Data items:
*-*-*
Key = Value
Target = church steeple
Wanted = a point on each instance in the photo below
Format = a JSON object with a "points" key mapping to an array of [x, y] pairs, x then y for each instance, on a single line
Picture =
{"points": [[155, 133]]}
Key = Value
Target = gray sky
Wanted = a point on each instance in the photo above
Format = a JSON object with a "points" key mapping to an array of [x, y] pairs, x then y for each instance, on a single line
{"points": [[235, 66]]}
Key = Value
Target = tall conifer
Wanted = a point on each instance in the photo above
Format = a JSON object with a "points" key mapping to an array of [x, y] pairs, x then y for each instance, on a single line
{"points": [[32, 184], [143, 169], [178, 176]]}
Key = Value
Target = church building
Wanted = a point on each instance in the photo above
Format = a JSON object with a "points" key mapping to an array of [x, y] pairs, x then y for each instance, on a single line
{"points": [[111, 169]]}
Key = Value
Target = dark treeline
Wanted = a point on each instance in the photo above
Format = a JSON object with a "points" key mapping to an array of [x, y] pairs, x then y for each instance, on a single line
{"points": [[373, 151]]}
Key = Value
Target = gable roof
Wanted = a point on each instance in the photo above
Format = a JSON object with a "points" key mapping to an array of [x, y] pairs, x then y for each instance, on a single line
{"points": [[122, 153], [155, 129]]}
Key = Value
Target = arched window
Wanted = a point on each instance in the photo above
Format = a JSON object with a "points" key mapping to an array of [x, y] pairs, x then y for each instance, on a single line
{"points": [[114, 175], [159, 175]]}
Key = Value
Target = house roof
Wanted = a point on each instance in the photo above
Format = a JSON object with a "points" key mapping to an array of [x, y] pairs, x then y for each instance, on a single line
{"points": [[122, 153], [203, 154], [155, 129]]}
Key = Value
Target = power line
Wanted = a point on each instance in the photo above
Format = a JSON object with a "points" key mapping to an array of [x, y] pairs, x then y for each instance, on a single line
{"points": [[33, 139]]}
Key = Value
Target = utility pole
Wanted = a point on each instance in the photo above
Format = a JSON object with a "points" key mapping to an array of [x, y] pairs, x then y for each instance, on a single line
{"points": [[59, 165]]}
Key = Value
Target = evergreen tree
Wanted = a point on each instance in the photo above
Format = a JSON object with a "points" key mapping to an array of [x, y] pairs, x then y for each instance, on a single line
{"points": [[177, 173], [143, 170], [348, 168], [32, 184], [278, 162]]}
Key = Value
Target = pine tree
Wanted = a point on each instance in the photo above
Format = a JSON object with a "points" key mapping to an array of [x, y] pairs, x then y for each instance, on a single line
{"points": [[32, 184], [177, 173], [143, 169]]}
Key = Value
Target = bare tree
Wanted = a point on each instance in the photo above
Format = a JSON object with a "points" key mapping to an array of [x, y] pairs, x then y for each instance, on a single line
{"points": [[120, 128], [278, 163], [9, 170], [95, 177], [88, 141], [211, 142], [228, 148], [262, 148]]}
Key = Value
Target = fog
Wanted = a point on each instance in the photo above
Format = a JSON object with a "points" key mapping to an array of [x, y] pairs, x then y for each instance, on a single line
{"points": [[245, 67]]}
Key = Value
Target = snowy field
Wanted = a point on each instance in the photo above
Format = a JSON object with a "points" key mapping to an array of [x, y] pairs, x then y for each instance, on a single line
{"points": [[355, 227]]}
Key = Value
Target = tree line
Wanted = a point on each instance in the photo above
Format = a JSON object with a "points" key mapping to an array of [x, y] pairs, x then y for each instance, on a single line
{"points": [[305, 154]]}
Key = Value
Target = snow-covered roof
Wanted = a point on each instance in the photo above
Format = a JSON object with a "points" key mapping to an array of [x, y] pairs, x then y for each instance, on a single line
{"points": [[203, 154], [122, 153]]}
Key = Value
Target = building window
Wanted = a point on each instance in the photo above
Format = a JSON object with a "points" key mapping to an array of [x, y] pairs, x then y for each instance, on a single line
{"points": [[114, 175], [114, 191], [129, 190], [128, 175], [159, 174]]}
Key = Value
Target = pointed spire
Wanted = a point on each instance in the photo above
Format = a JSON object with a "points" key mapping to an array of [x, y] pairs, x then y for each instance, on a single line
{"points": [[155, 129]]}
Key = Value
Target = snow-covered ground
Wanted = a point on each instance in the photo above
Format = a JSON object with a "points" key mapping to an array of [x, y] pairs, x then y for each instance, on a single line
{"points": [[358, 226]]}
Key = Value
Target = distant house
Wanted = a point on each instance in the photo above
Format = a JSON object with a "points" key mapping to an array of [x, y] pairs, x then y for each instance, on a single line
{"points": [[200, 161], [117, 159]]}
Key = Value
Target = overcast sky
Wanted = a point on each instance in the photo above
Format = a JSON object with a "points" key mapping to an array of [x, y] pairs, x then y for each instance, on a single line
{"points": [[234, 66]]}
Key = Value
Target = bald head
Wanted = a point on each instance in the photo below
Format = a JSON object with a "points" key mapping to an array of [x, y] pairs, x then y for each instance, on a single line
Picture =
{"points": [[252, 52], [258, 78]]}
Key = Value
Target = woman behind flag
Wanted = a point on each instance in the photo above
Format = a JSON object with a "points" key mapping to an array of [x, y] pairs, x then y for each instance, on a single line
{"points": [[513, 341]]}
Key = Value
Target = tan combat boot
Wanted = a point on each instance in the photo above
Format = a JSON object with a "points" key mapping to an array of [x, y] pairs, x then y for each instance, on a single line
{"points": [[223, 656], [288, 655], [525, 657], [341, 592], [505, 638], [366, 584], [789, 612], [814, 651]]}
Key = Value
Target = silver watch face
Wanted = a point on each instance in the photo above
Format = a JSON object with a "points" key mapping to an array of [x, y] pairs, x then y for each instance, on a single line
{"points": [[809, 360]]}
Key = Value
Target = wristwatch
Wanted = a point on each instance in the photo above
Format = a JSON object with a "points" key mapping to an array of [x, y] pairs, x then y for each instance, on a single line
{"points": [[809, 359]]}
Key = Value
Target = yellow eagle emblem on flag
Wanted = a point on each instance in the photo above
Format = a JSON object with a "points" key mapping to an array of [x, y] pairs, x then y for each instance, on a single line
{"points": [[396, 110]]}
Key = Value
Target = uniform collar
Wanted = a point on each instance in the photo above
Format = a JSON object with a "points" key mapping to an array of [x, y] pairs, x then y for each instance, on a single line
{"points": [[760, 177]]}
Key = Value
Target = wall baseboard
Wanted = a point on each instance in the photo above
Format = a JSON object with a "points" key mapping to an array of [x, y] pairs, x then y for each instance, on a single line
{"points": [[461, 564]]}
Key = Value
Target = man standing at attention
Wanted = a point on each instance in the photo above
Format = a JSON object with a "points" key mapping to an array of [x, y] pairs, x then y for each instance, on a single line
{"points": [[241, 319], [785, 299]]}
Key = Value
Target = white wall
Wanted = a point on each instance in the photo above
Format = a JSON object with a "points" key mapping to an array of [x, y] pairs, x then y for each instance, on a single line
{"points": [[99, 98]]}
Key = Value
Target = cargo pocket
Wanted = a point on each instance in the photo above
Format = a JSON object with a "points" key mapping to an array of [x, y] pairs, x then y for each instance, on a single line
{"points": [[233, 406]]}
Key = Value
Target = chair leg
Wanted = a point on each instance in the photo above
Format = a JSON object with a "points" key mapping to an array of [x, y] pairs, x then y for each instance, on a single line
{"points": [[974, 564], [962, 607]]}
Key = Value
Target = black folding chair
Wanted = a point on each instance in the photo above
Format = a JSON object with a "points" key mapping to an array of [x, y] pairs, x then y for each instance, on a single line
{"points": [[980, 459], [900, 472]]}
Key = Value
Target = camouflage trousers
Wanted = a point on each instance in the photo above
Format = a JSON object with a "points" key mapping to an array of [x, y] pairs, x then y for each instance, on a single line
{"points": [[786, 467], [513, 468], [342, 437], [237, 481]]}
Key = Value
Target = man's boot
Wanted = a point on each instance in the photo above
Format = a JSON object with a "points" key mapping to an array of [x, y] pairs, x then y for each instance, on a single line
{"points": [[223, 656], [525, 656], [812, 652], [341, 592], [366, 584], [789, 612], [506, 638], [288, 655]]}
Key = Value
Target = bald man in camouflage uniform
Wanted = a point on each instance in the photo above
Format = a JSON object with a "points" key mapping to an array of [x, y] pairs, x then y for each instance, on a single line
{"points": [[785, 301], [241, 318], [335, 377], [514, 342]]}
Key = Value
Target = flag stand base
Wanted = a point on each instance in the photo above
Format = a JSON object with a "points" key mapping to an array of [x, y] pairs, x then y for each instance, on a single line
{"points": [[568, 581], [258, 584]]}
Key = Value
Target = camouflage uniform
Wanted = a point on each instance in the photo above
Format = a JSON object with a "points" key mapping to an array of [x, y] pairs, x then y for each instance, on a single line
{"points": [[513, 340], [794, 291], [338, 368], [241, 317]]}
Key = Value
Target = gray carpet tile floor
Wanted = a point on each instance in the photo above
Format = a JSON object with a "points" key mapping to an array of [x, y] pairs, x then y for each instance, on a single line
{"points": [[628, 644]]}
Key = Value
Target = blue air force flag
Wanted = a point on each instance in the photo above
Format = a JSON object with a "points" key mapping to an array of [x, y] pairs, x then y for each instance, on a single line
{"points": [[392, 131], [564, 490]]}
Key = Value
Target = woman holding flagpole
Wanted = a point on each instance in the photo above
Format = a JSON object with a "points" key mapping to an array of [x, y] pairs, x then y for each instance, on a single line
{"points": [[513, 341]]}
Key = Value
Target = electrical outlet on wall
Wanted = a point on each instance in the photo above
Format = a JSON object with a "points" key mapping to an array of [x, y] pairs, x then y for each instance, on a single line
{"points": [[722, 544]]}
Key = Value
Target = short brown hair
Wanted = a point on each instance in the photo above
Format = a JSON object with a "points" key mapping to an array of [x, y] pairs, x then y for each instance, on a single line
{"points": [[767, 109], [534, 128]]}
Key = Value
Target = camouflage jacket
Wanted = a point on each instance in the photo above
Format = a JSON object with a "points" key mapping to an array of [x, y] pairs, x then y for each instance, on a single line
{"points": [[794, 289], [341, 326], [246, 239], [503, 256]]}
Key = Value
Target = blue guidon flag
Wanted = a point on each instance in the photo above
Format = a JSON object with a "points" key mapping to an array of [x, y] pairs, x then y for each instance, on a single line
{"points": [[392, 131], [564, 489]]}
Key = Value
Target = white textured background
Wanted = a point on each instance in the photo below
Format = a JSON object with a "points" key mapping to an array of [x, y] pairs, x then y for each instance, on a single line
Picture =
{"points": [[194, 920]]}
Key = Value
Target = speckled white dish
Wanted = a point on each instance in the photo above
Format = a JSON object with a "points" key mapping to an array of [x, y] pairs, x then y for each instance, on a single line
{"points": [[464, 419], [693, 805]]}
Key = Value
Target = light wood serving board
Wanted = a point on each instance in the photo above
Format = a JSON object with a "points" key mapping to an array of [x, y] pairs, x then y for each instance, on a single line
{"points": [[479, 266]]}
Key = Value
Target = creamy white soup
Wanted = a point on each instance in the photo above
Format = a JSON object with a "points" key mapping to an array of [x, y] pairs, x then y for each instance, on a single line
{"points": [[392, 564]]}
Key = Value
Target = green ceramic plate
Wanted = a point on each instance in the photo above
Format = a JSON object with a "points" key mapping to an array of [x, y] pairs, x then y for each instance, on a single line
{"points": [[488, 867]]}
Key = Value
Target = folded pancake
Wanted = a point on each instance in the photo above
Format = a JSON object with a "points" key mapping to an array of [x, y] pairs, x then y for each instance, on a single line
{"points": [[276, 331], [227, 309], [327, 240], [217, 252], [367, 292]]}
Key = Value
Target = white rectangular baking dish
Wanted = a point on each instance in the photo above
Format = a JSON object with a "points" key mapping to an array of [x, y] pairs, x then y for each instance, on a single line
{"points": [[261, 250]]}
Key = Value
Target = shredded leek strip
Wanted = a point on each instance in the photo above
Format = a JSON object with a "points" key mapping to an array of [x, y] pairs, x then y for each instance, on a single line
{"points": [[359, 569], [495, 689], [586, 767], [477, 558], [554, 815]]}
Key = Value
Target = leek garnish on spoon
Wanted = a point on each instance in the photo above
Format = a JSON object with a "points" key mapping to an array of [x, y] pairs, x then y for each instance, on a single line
*-*-*
# WHAT IS REQUIRED
List every line of the data items above that contains the word "building", treating uppercase and lowercase as distinct.

# EXERCISE RESPONSE
Target = church building
Target = building window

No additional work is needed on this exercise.